** Begin **

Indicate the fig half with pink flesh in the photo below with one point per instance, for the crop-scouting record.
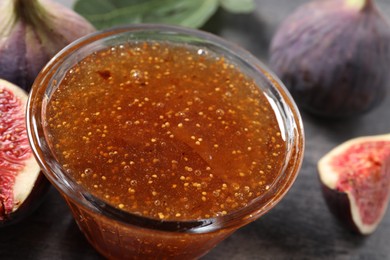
(355, 178)
(22, 185)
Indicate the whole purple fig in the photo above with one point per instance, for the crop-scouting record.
(31, 32)
(334, 56)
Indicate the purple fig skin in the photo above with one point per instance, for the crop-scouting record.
(31, 203)
(339, 205)
(333, 58)
(31, 33)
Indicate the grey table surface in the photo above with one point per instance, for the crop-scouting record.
(299, 227)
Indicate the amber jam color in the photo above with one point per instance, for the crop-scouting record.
(163, 147)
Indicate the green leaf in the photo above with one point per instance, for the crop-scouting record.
(238, 6)
(108, 13)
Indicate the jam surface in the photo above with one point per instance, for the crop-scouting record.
(166, 131)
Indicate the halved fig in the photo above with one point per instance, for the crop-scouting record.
(355, 178)
(22, 185)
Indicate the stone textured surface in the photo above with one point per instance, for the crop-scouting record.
(300, 227)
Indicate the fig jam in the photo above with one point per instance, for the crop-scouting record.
(165, 131)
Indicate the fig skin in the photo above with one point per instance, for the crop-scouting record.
(31, 33)
(333, 56)
(30, 204)
(340, 198)
(18, 166)
(339, 205)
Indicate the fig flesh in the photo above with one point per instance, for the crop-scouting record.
(31, 33)
(22, 185)
(355, 178)
(333, 56)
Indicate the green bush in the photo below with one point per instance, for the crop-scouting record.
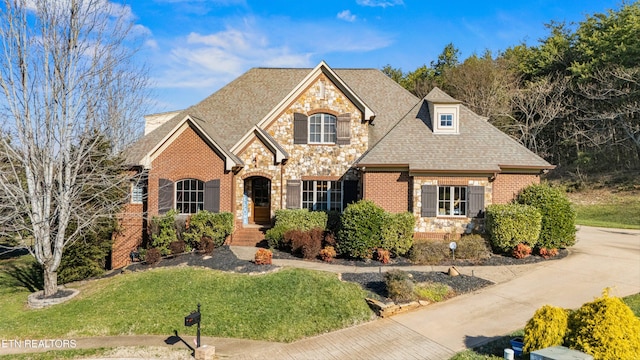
(605, 328)
(397, 232)
(275, 236)
(399, 285)
(558, 217)
(360, 229)
(163, 231)
(429, 252)
(293, 219)
(511, 224)
(546, 328)
(86, 257)
(216, 226)
(472, 247)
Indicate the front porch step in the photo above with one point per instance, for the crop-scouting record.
(248, 236)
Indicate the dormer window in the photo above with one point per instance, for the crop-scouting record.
(446, 119)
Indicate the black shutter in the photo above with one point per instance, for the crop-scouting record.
(476, 201)
(429, 195)
(212, 195)
(165, 195)
(300, 128)
(293, 194)
(344, 129)
(349, 192)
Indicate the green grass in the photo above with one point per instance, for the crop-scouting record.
(281, 306)
(621, 212)
(494, 350)
(58, 354)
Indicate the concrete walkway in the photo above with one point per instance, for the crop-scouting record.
(601, 258)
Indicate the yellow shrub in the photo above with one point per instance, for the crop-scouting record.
(546, 328)
(605, 328)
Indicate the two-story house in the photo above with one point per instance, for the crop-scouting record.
(319, 139)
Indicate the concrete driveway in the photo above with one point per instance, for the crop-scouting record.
(601, 258)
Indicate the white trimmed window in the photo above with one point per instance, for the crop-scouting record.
(322, 129)
(137, 193)
(322, 195)
(446, 120)
(189, 196)
(452, 201)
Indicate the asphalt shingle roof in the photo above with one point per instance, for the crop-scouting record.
(479, 146)
(400, 134)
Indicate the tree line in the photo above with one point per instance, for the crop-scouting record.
(573, 98)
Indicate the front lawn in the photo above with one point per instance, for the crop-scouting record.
(281, 306)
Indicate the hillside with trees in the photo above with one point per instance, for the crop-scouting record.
(573, 98)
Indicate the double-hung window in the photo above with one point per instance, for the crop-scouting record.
(452, 201)
(322, 129)
(322, 195)
(446, 120)
(189, 196)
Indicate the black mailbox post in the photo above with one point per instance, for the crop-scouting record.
(193, 319)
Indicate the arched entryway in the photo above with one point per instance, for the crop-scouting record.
(257, 193)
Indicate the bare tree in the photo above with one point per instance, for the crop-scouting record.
(612, 106)
(535, 106)
(68, 85)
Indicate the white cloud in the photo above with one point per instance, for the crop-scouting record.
(380, 3)
(347, 16)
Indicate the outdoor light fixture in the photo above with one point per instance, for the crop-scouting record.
(193, 319)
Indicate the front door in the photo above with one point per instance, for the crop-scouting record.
(261, 199)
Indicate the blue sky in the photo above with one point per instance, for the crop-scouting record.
(194, 47)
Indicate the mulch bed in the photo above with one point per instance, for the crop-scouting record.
(224, 259)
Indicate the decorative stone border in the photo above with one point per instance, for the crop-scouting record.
(38, 301)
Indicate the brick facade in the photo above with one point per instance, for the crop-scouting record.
(189, 157)
(129, 234)
(389, 190)
(507, 186)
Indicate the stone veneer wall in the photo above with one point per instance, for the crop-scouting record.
(306, 161)
(447, 224)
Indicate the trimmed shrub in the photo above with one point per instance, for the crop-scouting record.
(306, 243)
(429, 252)
(163, 231)
(152, 256)
(275, 237)
(397, 232)
(263, 257)
(382, 255)
(215, 226)
(328, 253)
(605, 328)
(547, 253)
(360, 229)
(511, 224)
(521, 251)
(293, 219)
(558, 217)
(546, 328)
(399, 285)
(206, 245)
(86, 257)
(472, 247)
(177, 247)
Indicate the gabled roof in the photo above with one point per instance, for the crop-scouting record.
(230, 114)
(479, 146)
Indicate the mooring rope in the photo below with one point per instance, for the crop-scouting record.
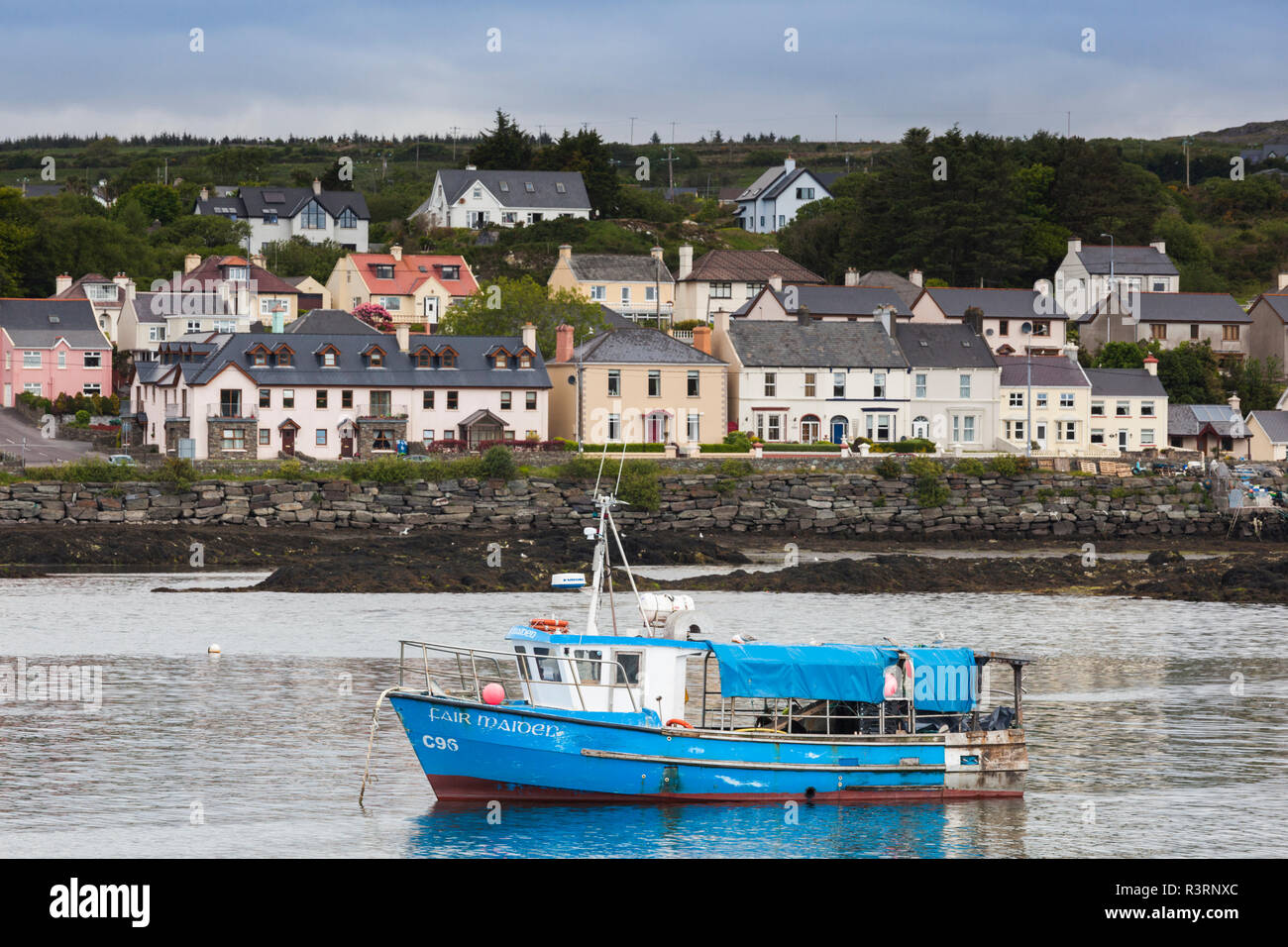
(368, 777)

** End **

◆ **THE EXERCISE**: Each record above must be returned exactly as written, with its pictures omitted.

◆ **CORRECT ANSWER**:
Indicate the fig half with pink flesh in the photo below with one point per instance, for the crop-scouting record.
(355, 178)
(22, 185)
Indicate the whole purple fig in the photo above with one point per instance, for the crop-scouting record.
(31, 32)
(334, 56)
Indicate the purple fig skin in the photo above with one point per instance, for the crop-scouting record.
(31, 203)
(339, 205)
(333, 58)
(31, 33)
Indicate the grey table surface in the photo above with one point per instance, for the crop-scouting record.
(299, 227)
Indicate the amber jam color in the photo above with one point per instance, for the crop-scouting record.
(163, 147)
Indicate the green leaf in the photo above with one point per instance, for the crop-scouting record.
(238, 6)
(108, 13)
Indicate the jam surface in the photo above with one point per instance, for the crop-scouting record.
(166, 131)
Indicate the halved fig in the photo above with one point per instance, for the crop-scouting record.
(355, 178)
(22, 185)
Indicate the stone textured surface in the photo above with one point per instance, for the crop-scouting record.
(300, 227)
Indicate the fig jam in the photo above with one point per instance, for the crop-scouting record.
(165, 131)
Indicate the fig skin in the photo above with one point per instance, for the crop-scouting record.
(31, 33)
(333, 56)
(30, 204)
(340, 198)
(18, 166)
(339, 205)
Indicate the fig flesh in the photo above with one point per instance, for the crop-scouting record.
(31, 33)
(22, 185)
(355, 178)
(333, 56)
Indicate the green bush in the photo below with one point per instance, for the crop-scouting record.
(605, 328)
(397, 232)
(275, 236)
(399, 285)
(558, 217)
(360, 229)
(163, 231)
(429, 252)
(293, 219)
(511, 224)
(546, 328)
(86, 257)
(216, 226)
(472, 247)
Indicate the front porch step in the photo above with one point per instance, for the crop-scouting record.
(248, 236)
Indicate the dormer window in the photo above with one point per instance, for the crop-scouting record.
(446, 119)
Indicate the black shutter in the photo above with one point per instance, for the crop-scouting record.
(476, 201)
(429, 195)
(212, 195)
(165, 195)
(300, 128)
(293, 194)
(344, 129)
(349, 192)
Indicate the green grass in the photo above with one point per instance, for the crop-scouting record.
(281, 306)
(621, 212)
(494, 350)
(58, 354)
Indicate the concrete walkway in the photo above with one point per instance, for the crop-scouting record.
(601, 258)
Indicate the yellow shrub in the photo above with one point per instance, for the crop-scouting record.
(546, 328)
(605, 328)
Indicate the two-story house in the photo above with one point per instance, for the crop-scouting record.
(319, 139)
Indicate the concrete driveway in the photo above with one point per instance, for the crop-scouting record.
(601, 258)
Indicate the white trimmed window in the photo above with one point per instance, for the crop-scouting record.
(322, 129)
(137, 193)
(322, 195)
(446, 120)
(189, 196)
(452, 201)
Indicate the asphalt shingle roof in the photo above with one point per instance, for the crop-scouting record.
(479, 146)
(400, 134)
Indicate the tree line in the photo above with one point per instance, for the crop-scouting record.
(573, 98)
Indicate the front lawn in the photo above with one point per instance, for the crop-scouting record.
(281, 306)
Indicate the hillside with trees in the photo above with one point per instance, for the crop-scouting record.
(573, 98)
Indicate the double-hung window in the photo above with one point per instance, for the crop-scouting record.
(452, 201)
(322, 129)
(322, 195)
(446, 120)
(189, 196)
Indicate the black mailbox post in the photo above with one point per instance, for the crop-scouting record.
(193, 319)
Indicate the arched entryway in the photo above with one point per instance, for the crop-scouting record.
(257, 193)
Indicate the bare tree in the photo above with one point per instance, for the crop-scouting record.
(612, 106)
(535, 106)
(68, 85)
Indicate the white cloud in the photo above with one point per instance, for the crop-scouting record.
(380, 3)
(347, 16)
Indicate the outdoor light fixture in the photo above with one point per instance, for the crop-scouting record.
(193, 319)
Indicate the front door in the photo above with one point per instance, for the crop-scouting record.
(261, 199)
Indicate the blue sky in the photo above with one point per instance, for the crop-scouting record.
(194, 47)
Indicate the mulch bed in the photo above with one point per instance, for the crop-scouting record.
(224, 259)
Indicate the decorative stone border in the photo above with one point per instance, for the crop-scouting record.
(38, 301)
Indicate the brick facade in the photo above with one point per instance, for the crop-scouting record.
(189, 157)
(129, 234)
(389, 190)
(507, 186)
Indicate the stone veneer wall in the photo above with one point per instance, for the crop-scouting record.
(306, 161)
(447, 224)
Indicate the trimmed shrub in the photo above with one point per instance, for the crop-scouting record.
(306, 243)
(429, 252)
(163, 231)
(152, 256)
(275, 237)
(397, 232)
(263, 257)
(382, 255)
(215, 226)
(328, 253)
(605, 328)
(547, 253)
(360, 229)
(511, 224)
(521, 251)
(293, 219)
(558, 217)
(546, 328)
(399, 285)
(206, 245)
(86, 257)
(472, 247)
(177, 247)
Indicate the gabled roof in the photo above with one point per instance, for the crop-scouting record.
(230, 114)
(479, 146)
Indicate the mooring rope in the photo below with one point per instance, for the crop-scouting record.
(368, 777)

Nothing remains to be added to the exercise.